Task goal:
Copy out each line of the data that holds the string "handle".

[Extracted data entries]
——————
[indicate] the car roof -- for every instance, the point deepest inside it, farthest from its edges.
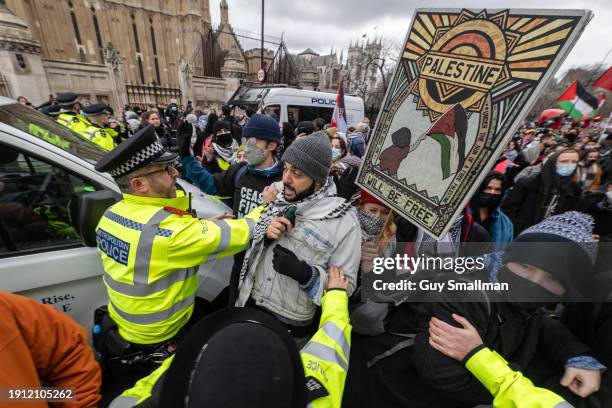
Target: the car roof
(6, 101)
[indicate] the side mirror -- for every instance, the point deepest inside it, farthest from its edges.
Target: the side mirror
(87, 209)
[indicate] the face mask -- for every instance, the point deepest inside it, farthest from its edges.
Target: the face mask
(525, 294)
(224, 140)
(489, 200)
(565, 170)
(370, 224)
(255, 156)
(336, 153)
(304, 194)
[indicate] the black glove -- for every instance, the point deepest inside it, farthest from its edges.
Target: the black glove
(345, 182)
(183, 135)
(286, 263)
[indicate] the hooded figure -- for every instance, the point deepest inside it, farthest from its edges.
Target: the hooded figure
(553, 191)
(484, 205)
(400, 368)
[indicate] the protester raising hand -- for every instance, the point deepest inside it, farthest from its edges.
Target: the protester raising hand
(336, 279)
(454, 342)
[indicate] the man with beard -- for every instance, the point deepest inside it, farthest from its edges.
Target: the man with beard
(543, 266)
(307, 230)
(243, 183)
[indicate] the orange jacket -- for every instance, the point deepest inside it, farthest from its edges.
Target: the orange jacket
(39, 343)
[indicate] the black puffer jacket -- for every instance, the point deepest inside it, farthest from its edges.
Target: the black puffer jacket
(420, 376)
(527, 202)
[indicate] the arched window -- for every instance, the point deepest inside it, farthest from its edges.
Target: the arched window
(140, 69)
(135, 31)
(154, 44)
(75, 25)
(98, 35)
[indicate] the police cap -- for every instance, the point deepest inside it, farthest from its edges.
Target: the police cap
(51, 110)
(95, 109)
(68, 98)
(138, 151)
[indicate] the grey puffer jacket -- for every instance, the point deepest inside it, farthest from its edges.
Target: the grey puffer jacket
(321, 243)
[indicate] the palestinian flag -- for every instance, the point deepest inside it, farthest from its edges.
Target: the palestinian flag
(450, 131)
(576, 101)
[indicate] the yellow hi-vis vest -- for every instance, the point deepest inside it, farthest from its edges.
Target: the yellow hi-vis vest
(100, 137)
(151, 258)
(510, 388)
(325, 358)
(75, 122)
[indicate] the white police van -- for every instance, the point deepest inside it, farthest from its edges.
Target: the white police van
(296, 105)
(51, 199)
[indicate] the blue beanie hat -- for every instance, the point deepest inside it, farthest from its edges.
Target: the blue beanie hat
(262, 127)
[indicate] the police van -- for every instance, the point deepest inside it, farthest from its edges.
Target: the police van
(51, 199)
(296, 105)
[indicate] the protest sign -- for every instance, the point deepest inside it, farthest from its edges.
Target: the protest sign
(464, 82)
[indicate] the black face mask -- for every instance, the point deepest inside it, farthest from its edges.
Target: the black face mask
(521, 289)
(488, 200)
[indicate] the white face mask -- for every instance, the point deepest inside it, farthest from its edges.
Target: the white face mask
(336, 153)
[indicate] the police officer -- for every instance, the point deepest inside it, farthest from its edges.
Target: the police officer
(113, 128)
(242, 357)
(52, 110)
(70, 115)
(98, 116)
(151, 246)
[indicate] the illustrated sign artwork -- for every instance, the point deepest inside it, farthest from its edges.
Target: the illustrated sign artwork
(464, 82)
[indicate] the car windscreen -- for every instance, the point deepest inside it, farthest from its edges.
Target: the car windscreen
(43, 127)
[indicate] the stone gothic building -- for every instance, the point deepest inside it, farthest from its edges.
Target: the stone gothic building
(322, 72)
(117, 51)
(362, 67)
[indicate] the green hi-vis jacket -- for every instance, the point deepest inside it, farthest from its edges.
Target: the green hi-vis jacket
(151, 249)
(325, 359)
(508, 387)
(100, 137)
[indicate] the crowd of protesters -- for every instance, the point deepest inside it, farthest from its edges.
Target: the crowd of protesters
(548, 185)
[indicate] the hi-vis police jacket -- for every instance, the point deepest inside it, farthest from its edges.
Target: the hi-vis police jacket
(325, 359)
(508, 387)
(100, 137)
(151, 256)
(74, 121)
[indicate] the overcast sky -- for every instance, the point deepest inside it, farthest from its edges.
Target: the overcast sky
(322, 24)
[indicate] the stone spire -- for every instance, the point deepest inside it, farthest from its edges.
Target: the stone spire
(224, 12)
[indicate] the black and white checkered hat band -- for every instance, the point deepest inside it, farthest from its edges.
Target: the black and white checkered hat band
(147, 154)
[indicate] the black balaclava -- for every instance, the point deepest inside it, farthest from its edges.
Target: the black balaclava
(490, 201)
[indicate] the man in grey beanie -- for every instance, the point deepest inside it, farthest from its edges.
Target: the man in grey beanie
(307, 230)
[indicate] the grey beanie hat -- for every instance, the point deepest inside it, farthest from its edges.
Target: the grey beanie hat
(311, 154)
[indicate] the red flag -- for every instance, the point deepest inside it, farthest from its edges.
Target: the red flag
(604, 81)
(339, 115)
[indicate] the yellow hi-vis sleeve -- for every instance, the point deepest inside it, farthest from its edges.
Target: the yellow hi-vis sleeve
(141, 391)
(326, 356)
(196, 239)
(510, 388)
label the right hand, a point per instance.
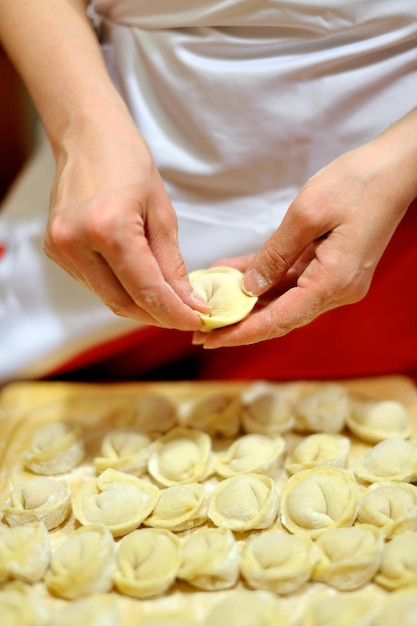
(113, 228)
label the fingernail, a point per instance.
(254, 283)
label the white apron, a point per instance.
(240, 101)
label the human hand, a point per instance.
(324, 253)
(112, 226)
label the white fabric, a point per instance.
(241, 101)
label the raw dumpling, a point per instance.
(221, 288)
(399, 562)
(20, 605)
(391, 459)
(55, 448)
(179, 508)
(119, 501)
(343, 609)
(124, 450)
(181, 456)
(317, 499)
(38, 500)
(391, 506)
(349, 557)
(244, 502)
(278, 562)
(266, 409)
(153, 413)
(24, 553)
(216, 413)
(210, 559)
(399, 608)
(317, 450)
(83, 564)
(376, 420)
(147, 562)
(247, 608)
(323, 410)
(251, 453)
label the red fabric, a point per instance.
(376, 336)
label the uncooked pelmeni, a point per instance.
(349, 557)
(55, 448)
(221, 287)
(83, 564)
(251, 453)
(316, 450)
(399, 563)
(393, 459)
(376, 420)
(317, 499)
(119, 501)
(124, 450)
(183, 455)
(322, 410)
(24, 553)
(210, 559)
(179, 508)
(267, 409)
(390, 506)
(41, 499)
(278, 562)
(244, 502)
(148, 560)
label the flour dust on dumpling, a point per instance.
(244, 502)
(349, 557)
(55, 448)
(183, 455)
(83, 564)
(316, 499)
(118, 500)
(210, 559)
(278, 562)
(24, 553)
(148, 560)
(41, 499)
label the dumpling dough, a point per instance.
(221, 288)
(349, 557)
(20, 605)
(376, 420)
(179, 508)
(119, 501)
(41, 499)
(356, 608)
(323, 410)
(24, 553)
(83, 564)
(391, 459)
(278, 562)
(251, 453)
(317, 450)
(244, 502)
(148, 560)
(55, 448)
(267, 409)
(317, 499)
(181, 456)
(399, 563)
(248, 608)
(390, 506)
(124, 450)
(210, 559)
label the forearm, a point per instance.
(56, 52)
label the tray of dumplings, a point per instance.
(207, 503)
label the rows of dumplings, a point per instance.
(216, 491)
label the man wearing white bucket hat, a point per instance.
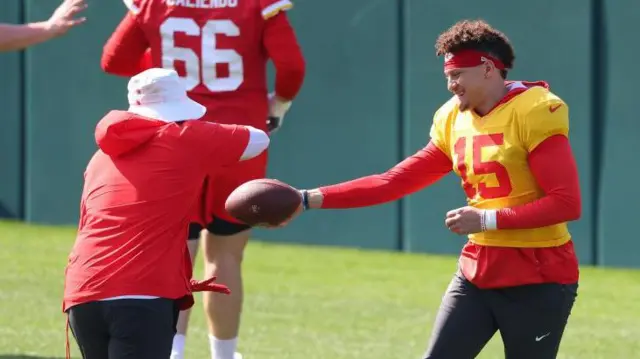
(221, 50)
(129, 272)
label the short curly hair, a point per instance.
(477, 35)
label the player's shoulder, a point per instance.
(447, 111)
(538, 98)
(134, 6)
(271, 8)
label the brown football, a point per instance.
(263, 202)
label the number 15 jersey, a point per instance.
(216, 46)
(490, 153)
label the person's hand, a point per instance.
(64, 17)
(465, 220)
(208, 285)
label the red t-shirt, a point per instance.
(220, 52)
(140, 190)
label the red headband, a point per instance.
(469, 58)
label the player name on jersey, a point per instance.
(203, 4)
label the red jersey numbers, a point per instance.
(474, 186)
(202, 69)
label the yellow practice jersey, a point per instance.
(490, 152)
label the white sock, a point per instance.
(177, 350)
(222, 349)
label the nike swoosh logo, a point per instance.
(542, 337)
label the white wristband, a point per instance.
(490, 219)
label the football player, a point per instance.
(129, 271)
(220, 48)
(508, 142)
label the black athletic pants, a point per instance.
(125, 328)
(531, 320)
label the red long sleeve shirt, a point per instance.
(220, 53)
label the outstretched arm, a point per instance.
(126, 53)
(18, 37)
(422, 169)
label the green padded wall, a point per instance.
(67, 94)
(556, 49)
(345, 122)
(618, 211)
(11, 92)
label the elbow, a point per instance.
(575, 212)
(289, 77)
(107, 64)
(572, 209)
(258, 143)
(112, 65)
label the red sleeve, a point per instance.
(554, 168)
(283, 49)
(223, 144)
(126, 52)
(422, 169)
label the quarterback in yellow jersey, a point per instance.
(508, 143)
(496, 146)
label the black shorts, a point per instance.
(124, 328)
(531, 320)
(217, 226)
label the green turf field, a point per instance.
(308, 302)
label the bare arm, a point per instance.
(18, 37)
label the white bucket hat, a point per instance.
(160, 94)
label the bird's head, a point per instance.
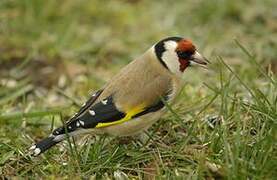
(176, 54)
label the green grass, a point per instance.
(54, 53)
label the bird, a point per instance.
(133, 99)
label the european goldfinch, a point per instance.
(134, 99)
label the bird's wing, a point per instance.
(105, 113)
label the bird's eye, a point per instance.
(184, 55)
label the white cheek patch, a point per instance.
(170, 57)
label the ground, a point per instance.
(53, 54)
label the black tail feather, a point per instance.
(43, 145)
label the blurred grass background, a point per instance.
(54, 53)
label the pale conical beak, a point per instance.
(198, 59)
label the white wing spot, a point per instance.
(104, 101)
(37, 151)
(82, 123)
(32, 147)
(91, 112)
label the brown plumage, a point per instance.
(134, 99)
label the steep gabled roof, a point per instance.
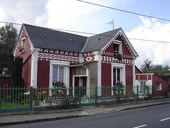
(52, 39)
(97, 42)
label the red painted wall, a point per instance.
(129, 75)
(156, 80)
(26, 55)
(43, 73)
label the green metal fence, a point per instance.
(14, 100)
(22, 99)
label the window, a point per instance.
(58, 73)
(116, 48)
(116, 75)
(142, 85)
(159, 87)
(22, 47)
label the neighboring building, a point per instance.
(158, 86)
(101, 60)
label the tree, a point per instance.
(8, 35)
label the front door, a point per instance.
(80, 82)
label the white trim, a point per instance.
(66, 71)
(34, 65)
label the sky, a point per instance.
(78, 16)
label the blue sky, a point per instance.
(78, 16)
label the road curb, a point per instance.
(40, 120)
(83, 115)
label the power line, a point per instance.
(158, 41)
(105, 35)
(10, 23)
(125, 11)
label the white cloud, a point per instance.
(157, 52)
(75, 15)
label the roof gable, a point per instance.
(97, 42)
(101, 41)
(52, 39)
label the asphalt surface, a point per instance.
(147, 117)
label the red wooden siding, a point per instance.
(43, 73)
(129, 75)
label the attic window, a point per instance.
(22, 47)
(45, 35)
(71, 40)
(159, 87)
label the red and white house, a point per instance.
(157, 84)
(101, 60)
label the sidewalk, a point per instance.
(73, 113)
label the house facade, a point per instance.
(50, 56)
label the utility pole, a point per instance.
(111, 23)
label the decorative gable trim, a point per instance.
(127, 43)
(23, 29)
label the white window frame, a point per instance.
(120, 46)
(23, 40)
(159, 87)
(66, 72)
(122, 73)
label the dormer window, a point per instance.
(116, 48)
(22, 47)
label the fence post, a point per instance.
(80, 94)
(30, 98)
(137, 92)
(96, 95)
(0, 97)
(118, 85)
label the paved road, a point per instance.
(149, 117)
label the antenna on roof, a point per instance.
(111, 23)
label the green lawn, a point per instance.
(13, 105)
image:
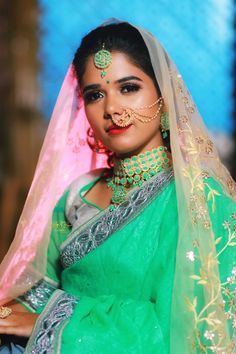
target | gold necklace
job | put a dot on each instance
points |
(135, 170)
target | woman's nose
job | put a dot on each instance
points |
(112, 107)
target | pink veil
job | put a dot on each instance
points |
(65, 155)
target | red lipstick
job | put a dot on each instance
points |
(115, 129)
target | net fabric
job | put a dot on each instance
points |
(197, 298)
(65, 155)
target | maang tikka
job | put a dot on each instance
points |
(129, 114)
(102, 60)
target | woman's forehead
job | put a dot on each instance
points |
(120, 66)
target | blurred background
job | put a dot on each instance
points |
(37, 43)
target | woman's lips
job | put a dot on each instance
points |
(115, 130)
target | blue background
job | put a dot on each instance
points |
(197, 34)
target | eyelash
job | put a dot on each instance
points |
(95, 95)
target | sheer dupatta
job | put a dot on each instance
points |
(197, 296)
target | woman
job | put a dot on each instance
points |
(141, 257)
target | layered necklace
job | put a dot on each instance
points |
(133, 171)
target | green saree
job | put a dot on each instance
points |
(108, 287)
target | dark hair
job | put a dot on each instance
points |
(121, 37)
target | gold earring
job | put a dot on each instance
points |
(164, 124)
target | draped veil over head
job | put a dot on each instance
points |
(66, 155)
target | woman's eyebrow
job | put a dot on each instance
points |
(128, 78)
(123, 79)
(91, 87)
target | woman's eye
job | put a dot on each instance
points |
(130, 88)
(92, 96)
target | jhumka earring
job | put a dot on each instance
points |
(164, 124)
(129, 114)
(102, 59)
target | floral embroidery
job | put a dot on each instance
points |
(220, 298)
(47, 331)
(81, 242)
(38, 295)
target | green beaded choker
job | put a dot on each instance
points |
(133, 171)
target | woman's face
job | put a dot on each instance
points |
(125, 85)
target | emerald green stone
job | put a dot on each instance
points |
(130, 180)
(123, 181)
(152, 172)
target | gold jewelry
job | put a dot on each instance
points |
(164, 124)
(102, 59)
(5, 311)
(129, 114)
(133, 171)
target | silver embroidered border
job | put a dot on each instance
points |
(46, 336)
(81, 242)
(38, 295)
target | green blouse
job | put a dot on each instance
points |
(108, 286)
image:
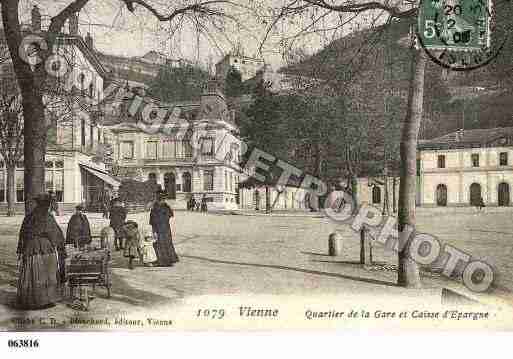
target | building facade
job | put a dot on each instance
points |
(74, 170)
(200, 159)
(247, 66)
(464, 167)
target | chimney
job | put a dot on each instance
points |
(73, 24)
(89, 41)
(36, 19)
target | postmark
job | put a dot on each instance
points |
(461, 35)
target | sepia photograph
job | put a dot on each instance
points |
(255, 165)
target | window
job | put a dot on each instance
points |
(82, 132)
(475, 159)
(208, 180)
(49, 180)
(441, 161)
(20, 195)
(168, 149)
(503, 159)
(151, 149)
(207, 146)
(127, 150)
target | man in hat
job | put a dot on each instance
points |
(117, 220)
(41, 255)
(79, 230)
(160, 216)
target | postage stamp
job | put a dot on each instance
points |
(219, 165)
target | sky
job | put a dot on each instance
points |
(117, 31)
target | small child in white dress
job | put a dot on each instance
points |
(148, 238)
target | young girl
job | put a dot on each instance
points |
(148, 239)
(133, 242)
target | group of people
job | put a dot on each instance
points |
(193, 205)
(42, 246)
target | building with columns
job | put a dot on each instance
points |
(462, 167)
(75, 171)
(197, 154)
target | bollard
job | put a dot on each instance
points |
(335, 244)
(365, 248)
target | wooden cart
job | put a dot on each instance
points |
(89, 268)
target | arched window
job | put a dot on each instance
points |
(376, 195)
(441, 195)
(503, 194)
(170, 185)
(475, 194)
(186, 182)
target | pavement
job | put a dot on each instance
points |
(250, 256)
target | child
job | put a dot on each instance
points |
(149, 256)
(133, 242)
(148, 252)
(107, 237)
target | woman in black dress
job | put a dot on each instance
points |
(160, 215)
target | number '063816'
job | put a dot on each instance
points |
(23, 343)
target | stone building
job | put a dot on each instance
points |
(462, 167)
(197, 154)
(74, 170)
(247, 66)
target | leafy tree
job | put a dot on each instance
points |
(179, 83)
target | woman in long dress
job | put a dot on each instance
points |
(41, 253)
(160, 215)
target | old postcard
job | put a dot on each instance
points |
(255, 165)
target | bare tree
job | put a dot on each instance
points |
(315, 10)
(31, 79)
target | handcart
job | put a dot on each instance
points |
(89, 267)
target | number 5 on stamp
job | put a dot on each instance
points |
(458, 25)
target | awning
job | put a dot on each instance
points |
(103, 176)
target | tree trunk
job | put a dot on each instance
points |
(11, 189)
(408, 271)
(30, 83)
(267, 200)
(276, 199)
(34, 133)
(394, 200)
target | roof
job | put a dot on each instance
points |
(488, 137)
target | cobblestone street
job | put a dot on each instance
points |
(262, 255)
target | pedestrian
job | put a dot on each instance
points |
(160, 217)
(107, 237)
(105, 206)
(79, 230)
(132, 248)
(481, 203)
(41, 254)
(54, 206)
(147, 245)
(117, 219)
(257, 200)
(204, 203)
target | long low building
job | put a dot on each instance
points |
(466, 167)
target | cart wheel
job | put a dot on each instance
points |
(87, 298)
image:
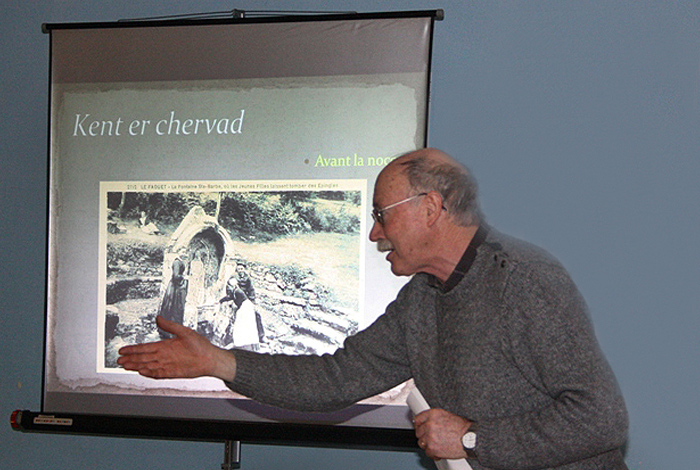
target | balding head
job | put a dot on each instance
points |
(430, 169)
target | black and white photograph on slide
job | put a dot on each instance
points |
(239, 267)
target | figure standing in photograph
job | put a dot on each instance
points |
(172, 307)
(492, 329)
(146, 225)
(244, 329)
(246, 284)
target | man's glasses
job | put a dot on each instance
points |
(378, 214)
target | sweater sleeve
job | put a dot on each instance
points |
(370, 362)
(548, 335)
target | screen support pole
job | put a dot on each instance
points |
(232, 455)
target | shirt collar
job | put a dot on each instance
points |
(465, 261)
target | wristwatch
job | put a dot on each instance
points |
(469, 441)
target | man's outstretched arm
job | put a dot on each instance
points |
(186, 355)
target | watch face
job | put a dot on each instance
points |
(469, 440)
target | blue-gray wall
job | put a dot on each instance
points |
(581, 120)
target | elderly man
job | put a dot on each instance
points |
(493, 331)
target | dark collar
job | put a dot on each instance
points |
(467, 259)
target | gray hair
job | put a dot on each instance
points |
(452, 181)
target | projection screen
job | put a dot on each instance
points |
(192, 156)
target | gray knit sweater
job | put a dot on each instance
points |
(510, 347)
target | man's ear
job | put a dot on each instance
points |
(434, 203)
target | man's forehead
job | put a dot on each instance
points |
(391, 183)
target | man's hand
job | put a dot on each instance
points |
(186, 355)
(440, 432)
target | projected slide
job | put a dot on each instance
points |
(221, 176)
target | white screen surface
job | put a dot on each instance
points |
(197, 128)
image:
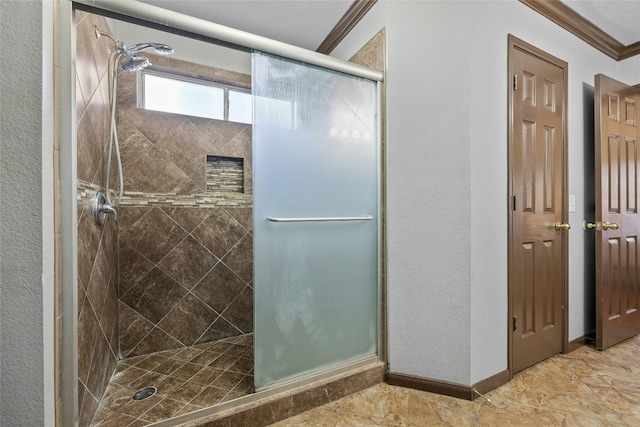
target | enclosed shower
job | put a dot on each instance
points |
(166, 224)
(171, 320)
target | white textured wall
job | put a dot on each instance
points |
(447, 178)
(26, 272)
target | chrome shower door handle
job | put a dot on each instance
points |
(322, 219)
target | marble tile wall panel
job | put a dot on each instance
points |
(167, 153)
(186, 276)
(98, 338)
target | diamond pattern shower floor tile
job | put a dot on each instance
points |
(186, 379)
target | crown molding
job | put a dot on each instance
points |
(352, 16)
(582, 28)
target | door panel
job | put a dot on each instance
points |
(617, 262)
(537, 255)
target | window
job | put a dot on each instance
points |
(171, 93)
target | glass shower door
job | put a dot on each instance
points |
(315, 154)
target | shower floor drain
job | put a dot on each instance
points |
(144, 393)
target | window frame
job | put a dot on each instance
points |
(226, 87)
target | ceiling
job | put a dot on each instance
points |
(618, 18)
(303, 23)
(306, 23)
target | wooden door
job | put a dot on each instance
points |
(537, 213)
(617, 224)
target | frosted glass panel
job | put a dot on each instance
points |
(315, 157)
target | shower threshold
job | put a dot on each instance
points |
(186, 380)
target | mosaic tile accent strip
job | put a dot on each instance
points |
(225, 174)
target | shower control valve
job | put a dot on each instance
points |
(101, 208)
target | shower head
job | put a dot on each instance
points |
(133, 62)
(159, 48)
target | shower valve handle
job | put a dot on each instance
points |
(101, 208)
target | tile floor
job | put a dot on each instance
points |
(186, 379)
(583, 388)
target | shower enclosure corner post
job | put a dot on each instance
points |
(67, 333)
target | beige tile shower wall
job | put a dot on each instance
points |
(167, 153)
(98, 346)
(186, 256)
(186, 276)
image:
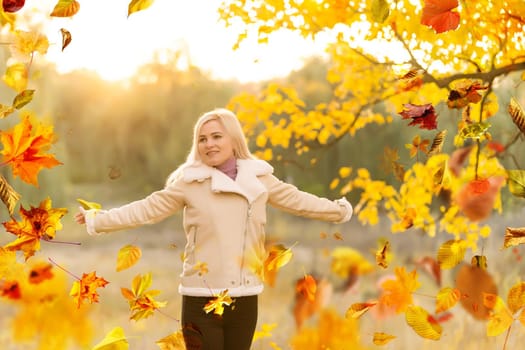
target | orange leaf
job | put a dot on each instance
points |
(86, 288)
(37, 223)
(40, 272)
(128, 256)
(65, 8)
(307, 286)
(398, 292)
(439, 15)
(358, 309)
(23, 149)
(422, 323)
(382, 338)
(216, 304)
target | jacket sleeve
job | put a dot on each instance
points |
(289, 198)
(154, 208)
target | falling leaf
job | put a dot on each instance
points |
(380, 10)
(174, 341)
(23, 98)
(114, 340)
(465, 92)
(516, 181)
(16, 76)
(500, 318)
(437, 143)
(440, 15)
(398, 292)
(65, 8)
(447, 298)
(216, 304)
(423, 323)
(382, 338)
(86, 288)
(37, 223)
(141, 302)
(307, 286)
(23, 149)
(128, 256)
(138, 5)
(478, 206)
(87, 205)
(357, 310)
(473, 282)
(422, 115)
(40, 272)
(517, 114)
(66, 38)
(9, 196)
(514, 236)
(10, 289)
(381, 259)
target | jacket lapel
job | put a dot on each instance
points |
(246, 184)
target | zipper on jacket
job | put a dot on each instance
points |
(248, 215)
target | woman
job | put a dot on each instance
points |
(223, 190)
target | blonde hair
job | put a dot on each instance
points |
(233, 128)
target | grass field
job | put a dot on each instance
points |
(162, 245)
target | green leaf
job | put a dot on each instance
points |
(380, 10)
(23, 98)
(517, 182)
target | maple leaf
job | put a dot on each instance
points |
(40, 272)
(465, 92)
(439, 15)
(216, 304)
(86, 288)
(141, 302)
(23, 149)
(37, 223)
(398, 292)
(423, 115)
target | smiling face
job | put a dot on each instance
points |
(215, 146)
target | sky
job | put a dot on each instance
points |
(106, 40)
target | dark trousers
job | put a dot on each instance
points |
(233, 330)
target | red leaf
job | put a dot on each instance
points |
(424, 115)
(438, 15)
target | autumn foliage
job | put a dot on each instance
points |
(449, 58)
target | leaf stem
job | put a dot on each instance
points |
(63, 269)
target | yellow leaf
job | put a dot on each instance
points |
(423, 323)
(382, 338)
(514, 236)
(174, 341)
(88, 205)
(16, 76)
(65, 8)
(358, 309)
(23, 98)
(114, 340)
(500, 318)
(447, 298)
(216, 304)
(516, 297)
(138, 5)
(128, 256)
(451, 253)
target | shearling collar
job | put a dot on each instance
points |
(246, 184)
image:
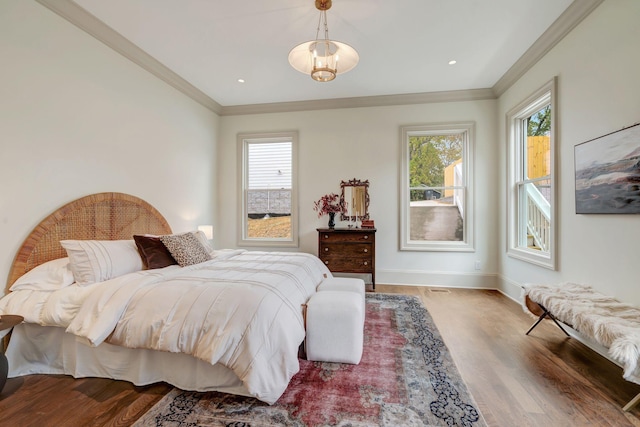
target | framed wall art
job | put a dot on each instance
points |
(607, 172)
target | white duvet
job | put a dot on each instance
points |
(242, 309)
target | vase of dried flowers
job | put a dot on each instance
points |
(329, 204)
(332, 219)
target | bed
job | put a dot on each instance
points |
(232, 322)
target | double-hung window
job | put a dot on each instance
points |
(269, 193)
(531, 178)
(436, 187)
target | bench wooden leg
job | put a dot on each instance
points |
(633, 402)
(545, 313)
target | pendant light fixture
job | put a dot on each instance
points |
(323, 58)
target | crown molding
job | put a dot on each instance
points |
——————
Problem solution:
target | chrome shower door handle
target | shower valve handle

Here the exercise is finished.